(EXERCISE BRIEF) Copy the records below in full and leave every image out of the copy.

________________

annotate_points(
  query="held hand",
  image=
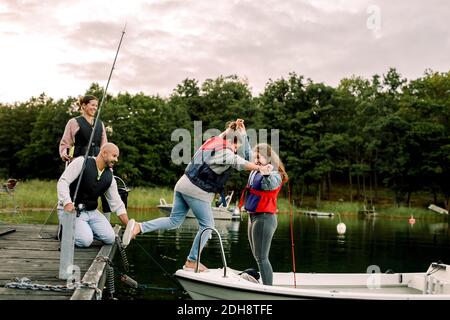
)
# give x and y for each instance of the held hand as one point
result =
(69, 207)
(265, 170)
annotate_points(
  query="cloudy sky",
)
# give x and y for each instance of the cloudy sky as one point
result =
(60, 47)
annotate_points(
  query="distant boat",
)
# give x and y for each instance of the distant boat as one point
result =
(435, 208)
(317, 213)
(220, 212)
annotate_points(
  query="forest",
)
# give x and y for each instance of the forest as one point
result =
(363, 134)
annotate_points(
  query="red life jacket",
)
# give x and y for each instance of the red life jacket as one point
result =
(258, 200)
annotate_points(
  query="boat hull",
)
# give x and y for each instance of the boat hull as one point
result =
(399, 286)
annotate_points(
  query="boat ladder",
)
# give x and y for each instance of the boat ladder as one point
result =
(221, 248)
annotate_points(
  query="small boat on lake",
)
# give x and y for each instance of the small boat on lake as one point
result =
(317, 213)
(226, 283)
(220, 212)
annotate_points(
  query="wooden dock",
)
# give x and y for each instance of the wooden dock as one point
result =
(317, 213)
(23, 253)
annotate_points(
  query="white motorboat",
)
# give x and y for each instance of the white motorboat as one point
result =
(219, 212)
(229, 284)
(434, 284)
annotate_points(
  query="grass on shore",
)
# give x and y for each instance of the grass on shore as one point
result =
(42, 194)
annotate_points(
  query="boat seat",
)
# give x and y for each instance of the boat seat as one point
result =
(435, 281)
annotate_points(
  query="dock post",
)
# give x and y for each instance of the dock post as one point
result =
(67, 245)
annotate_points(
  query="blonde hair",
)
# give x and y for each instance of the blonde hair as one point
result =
(85, 100)
(272, 157)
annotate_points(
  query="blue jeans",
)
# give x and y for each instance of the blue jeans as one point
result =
(91, 225)
(260, 233)
(181, 205)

________________

(TASK RESPONSE)
annotate_points(
  query="held hand",
  image=
)
# give x and y for each instance of the held hand as one point
result =
(69, 207)
(265, 170)
annotate_points(
  query="cloudy sky",
)
# give x and y for each instance of the cloudy sky as one point
result =
(60, 47)
annotate_points(
  query="distant boat",
)
# give x and y for each instance of the distant boat as one point
result =
(435, 208)
(317, 213)
(220, 212)
annotate_points(
  query="forest",
)
# give x and y for each instance of the forest as one point
result =
(363, 134)
annotate_points(
  query="red life jacket",
)
# give x and y for each instance of the red life jacket as one point
result =
(258, 200)
annotate_points(
  query="boat hull",
)
# give x and y for each instance of the boat hull as one point
result =
(399, 286)
annotate_points(
  query="boat ladder",
)
# give x and y for each instance of the boat ladder as one point
result =
(221, 248)
annotate_points(
  query="small boat on lake",
)
# give x and y for each instance of the small boat on lake as one point
result =
(317, 213)
(226, 283)
(220, 212)
annotate_points(
  query="wooden dock",
)
# give x and y for each instance of the wooden dock as one point
result =
(317, 213)
(23, 253)
annotate_points(
  query="white motorboat",
)
# give x and y for each instance of the white motorboat as one point
result =
(219, 212)
(229, 284)
(434, 284)
annotate_points(
  query="grass on shore",
)
# give x and y for each instance of the grass on shore as one point
result =
(42, 194)
annotate_points(
  query="boat seat",
)
# give x and y for each instance of the boat seat as one point
result =
(435, 281)
annotate_points(
  query="dock post",
)
# give x and y for each instance of the dock post as one point
result =
(67, 245)
annotate_points(
  query="blonde hair",
)
# give x and y for each instance of the blonde hair as one point
result =
(85, 100)
(272, 157)
annotate_points(
  query="blue jeans",
)
# give x and y for each instance of the blue jeans as one point
result =
(91, 225)
(260, 233)
(181, 205)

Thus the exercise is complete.